→ TASK LIST:
A - Reproduce the portion of the opinion piece on the dead model episode below, starting with "Tell these extollers" and going on through "11800 Wilshire Blvd.".
B - Condense the paragraph of the opinion piece on the dead model episode that begins "Such shameless dehumanization of women" into a short bulleted list that keeps its main facts.

→ TEXT SEGMENT:
· · · ·

By Crusader (24, Arnold, Missouri)

Sprawled out with legs in the air or spread apart, arms flailed out lifelessly, bleeding on the pavement and the walls of back alleys and surrounded by pipes, filth, and plastic wrap, the women in these scenes could be from a grisly serial murder-rapist case file.
Except for the come-hither, smoldering gazes on the victims’ faces.
After America’s Next Top Model ran this dead model episode, one has to wonder what they were really going for. Claiming that the models were killed by other models (who must have been sadist, rapist, and/or serial killer models, judging by the photos), the show ran images of the women beaten, shot, strangled, drowned, stabbed, and decapitated.
Such shameless dehumanization of women is exactly the opposite of what the planet needs. With someone sexually assaulted every 2.5 minutes in North America alone, 1 in 6 women being assaulted in her lifetime, 2 to 4 million being battered each year, and 4 women dying every day due to domestic violence in America alone, what better way to combat it all than glamorize images of dead, abused, battered women—and call it “beautiful”?
Tell these extollers of the dead female body exactly what you think of them and their show—send an email to them at feedback@CWTV.com. Want to send them snail mail, which can be more effective?
Write to:
Dawn Ostroff
11800 Wilshire Blvd.

· · · ·

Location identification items

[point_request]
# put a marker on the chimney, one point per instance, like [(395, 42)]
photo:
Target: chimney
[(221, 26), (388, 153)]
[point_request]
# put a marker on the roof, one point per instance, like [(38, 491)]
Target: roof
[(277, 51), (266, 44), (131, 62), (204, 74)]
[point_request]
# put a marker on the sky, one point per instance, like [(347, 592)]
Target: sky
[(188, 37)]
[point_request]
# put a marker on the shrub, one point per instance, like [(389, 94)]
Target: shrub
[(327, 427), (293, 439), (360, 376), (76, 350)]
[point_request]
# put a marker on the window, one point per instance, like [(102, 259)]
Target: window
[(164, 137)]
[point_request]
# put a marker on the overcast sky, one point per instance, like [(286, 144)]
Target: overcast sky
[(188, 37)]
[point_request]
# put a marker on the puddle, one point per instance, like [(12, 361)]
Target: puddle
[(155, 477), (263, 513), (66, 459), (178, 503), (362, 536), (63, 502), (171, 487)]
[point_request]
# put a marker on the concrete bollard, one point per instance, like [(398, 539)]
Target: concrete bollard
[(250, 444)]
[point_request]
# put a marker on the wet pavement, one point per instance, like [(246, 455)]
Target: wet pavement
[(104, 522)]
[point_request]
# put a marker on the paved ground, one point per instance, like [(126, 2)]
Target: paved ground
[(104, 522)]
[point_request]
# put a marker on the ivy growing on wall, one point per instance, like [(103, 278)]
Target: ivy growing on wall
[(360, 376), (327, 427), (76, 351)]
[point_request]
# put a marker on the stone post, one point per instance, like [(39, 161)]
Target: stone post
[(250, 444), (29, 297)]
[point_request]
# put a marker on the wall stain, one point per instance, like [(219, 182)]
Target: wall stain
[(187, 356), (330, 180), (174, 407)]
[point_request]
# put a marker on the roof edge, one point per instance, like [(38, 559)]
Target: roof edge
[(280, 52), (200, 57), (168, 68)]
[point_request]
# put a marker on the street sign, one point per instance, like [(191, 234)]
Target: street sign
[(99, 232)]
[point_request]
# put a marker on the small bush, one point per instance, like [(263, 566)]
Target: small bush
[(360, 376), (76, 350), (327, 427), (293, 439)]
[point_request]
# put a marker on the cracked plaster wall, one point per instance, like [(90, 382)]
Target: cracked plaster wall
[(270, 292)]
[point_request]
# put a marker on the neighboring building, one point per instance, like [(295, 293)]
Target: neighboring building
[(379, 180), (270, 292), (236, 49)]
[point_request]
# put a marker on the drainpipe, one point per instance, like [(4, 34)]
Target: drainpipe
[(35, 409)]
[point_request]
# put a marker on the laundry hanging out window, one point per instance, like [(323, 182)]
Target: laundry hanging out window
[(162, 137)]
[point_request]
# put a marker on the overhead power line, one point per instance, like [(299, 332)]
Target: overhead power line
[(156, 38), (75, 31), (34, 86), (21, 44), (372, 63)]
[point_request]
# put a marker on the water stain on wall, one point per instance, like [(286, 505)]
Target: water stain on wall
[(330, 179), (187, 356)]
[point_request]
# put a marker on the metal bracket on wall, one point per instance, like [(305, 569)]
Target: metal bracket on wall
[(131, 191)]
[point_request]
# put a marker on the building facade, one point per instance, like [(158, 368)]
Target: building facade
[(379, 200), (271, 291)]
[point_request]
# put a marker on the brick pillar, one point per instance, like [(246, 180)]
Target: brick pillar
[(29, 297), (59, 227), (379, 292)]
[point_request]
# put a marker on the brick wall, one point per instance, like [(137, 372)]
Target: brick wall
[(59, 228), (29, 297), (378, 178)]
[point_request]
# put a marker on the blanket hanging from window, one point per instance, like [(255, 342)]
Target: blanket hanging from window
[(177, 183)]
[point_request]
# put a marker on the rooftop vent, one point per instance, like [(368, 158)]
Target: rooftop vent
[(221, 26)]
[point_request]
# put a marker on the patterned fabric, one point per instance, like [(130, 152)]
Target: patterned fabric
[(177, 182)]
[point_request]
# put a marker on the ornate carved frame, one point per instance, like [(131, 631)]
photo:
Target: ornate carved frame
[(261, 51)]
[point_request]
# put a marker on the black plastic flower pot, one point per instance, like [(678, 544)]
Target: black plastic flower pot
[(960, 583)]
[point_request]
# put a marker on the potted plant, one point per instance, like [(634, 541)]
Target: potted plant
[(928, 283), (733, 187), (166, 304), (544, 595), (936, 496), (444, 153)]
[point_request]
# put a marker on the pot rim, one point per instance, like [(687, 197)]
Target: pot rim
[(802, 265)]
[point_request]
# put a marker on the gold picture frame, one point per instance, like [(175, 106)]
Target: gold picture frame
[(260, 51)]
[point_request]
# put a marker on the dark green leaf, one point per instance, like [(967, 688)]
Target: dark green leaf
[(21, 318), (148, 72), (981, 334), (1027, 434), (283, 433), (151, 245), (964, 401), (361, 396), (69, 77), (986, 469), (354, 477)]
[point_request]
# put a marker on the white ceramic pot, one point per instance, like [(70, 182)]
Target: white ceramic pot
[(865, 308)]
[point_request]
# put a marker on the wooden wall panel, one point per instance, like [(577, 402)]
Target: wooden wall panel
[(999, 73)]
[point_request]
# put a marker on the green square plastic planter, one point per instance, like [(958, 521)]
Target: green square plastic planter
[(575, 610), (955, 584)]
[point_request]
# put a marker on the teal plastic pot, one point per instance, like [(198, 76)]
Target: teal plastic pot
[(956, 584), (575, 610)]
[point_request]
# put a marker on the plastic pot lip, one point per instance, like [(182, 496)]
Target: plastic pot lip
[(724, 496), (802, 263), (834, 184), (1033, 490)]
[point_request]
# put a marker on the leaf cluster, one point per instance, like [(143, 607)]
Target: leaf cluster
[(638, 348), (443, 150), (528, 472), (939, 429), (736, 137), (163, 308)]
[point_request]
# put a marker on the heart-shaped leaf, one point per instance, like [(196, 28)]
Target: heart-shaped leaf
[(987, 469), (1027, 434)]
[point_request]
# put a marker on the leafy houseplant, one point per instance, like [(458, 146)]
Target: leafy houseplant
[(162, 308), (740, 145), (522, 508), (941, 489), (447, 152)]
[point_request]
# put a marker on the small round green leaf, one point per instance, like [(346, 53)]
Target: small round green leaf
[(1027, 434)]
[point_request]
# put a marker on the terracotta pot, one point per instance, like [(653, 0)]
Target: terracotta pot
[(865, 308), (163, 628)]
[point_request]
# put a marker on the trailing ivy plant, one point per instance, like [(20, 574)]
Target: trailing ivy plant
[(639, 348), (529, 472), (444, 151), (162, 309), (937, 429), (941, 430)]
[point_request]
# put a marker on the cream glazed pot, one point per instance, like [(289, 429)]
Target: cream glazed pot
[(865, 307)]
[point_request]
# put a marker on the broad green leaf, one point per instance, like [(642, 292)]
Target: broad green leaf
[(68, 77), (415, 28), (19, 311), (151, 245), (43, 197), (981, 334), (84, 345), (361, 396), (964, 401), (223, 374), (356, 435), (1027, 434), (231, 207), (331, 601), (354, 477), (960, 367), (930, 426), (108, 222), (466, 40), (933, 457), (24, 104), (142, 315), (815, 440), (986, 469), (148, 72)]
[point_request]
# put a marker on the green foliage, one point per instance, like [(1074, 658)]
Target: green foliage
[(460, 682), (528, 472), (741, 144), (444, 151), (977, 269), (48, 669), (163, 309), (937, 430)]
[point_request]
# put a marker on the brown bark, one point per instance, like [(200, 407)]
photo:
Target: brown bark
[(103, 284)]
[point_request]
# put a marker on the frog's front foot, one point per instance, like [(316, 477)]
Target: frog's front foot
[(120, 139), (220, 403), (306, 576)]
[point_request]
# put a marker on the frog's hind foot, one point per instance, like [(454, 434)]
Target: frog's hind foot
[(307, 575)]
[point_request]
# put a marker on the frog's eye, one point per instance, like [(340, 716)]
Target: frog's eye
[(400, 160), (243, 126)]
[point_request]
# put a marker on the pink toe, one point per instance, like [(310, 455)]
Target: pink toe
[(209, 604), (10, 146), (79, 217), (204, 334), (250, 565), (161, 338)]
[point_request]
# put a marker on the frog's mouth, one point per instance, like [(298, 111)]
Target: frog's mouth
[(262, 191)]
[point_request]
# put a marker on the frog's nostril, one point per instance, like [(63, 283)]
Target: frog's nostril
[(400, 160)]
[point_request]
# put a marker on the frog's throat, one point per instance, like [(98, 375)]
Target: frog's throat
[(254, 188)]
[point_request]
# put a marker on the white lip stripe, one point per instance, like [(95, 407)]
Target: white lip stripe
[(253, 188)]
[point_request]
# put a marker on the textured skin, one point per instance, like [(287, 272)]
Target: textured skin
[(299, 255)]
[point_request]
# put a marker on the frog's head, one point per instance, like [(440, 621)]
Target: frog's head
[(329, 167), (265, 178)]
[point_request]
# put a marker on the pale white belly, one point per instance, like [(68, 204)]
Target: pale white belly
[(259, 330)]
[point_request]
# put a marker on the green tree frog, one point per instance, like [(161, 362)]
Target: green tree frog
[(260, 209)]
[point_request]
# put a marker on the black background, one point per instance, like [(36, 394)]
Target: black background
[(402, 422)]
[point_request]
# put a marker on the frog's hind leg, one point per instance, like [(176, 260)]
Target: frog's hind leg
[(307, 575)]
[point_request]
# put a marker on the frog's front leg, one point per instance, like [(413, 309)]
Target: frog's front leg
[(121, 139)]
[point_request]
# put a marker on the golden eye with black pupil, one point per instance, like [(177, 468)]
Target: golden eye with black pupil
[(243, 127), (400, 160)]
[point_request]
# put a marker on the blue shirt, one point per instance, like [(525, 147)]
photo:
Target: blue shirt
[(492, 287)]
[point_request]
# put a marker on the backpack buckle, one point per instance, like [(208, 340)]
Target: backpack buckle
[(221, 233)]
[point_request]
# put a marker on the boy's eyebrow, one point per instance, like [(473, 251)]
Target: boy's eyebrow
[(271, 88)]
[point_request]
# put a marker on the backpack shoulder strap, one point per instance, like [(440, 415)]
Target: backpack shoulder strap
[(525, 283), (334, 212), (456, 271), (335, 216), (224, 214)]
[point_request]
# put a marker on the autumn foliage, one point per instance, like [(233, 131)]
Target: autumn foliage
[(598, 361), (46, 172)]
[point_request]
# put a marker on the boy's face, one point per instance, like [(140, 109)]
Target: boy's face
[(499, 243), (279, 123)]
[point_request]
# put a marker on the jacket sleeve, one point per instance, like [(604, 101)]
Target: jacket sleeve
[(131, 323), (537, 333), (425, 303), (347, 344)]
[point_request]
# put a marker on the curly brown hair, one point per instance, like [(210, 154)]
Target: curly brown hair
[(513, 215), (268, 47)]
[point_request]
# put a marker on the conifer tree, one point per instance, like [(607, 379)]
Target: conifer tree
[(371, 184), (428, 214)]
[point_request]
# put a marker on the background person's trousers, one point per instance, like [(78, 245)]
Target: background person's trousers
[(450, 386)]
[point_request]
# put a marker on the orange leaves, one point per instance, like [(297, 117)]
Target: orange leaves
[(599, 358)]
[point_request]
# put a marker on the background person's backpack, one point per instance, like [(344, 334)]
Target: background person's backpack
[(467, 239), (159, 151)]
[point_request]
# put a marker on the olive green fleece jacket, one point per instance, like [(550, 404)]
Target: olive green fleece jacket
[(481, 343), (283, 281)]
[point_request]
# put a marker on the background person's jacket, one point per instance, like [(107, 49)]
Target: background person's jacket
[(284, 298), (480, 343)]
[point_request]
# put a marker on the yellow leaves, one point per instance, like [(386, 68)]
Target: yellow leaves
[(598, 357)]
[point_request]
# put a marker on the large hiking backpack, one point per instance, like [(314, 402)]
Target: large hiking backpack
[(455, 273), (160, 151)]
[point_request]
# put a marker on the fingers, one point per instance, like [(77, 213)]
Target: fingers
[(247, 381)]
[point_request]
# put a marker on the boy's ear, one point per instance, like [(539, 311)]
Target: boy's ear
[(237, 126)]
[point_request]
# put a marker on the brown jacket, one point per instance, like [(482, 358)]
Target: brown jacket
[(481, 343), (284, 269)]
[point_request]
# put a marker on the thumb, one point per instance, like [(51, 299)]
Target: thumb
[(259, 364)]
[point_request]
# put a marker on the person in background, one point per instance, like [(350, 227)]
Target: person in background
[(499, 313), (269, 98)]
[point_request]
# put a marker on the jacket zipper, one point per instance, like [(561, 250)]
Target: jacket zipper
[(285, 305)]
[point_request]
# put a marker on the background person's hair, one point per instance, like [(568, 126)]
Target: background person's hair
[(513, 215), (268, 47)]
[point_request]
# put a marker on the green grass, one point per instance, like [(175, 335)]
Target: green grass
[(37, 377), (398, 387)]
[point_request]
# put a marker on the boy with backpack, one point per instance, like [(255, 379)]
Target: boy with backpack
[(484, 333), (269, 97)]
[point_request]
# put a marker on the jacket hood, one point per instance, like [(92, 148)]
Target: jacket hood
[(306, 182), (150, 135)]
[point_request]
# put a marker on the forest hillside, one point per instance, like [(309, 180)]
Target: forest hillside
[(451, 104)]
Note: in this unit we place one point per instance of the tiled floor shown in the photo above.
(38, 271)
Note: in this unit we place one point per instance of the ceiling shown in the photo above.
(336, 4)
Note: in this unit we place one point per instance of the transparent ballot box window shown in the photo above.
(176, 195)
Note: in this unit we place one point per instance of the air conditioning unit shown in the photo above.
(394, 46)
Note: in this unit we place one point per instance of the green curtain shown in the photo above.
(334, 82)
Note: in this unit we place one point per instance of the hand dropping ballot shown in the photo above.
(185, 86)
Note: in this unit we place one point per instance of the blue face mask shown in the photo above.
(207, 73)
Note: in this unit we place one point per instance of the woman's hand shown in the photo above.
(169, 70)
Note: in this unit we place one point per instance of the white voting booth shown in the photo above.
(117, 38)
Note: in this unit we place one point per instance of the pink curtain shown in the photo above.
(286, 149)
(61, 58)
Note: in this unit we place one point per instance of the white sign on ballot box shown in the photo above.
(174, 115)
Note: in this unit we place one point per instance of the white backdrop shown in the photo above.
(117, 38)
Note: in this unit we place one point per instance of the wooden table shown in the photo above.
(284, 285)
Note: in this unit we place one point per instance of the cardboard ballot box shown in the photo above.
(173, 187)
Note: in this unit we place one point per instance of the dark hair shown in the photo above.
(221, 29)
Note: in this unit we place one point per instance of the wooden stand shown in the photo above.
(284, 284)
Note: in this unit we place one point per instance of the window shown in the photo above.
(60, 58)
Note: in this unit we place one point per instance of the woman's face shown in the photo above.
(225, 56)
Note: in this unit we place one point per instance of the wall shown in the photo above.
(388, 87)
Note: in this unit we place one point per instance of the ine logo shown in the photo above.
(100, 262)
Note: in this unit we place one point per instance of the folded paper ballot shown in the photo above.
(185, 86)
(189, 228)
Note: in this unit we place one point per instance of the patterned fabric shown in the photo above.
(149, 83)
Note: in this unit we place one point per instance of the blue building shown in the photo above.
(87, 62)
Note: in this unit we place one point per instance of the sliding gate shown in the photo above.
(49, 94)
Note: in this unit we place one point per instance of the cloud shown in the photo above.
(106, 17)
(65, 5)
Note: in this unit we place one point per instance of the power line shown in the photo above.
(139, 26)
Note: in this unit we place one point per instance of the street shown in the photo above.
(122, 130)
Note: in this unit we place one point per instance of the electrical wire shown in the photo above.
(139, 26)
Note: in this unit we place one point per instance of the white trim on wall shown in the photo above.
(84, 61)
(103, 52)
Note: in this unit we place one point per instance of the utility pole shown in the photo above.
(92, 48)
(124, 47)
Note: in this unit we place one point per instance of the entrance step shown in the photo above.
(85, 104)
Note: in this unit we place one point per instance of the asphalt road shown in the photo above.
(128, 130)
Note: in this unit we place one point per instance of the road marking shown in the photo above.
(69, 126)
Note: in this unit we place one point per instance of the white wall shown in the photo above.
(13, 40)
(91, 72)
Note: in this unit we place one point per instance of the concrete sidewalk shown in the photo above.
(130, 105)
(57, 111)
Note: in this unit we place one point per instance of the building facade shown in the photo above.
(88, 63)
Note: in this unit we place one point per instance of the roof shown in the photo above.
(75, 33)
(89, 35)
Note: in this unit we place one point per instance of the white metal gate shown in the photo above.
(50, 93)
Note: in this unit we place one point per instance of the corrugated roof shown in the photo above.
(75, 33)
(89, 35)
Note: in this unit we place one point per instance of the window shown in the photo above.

· · · ·

→ THE REPLIES:
A -
Tell these extollers of the dead female body exactly what you think of them and their show—send an email to them at feedback@CWTV.com. Want to send them snail mail, which can be more effective?
Write to:
Dawn Ostroff
11800 Wilshire Blvd.

B -
- Shameless dehumanization of women is the opposite of what the planet needs.
- Someone is sexually assaulted every 2.5 minutes in North America alone.
- 1 in 6 women is assaulted in her lifetime.
- 2 to 4 million are battered each year.
- 4 women die every day due to domestic violence in America alone.
- Glamorizing images of dead, abused, battered women and calling it "beautiful" is held up as a poor way to combat all this.